#### Task instructions
Resume the passage on global unemployment and corporate social responsibility, writing on from its final sentence.

Double digit unemployment is becoming more the norm across Europe and we are experiencing a mounting debt crisis here in the US. The world needs to create over 500 million new jobs by 2020 to manage the growing unemployed, under-employed, and the new workforce of young people entering the market. The tension caused by an inability of this half billion who cannot find work to support themselves and their families is spilling over into violence and has an indelible impact on the “conscience of the world.”
I think we would all agree that unemployment is just one part of the miasma of high-impact global issues – ranging from epidemics, clean water, food shortages, global warming, over population, human slavery and *** trafficking, and any number of other attention worthy issues.
It is, then, a fantastic time to consider what corporations are doing to solve these issues and take a leadership role in their resolution. Corporate Social Responsibility (CSR) has now moved into the forefront of many significant global organizations as a way for the collective force and resources of a large scale company to make significant inroads to tackle these problems. What used to be a “public relations whitewash” for many companies is now a strategic initiative. What used to be a scatter shot approach across a multitude of worthwhile charities and causes is now a laser focused program to create considerable value.

#### Source material
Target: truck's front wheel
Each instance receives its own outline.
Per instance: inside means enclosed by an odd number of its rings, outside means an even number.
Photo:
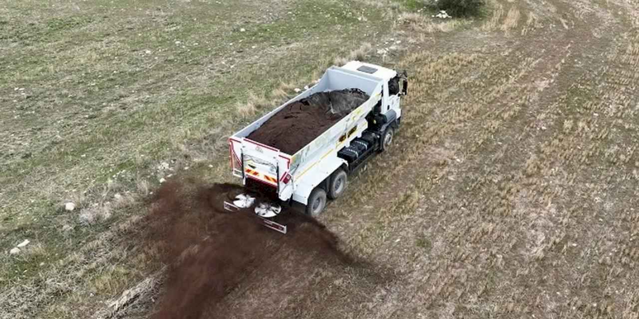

#### The response
Brittany Lothe, Global Head of CSR for SAP thinks of it this way: “We started seeing a trend over the past 4-5 years that companies were become more strategic with their direction. It was less about “doing well by doing good’ and more on focusing on where the business is strong and helping to create real value for society.” This becomes the practice of “shared value.” Instead of practicing corporate giving in isolation, organizations focus on where they can naturally make an impact. GE was a notable first organization to think of shared value. They rebranded with “Ecomagination” and showed that they could not only push for environmental change, but they can drive society and – through that innovation – they can drive profits.
SAP’s Emerging Entrepreneurs Initiative
SAP has realized that it needs to work collaboratively to find solutions to help the underserved youth and unemployed to compete in this new global economy. Focusing on education ensures that youth have the skills required to succeed in today’s knowledge-based economy while working with emerging entrepreneurs helps to drive new ideas and business opportunities.
Lothe continues, “For our signature global initiative – the Emerging Entrepreneurs Initiative – SAP will provide support to entrepreneurs and will work to strengthen entrepreneurial infrastructure in key emerging markets through access to our technology, talent and targeted grants. These future leaders are driving businesses that have proven proof of concepts, they have the ability to scale and utilize technology to grow, and their purpose is both responsible and sustainable. We see enormous opportunity to utilize our technology, our employees’ skills and our other core competencies to create business impact, leverage core expertise and ultimately generate lasting impact on society to improve people’s lives throughout the world.”
We face a litany of serious issues around the globe. No longer can well-resourced organizations turn a blind eye to their role in addressing these issues.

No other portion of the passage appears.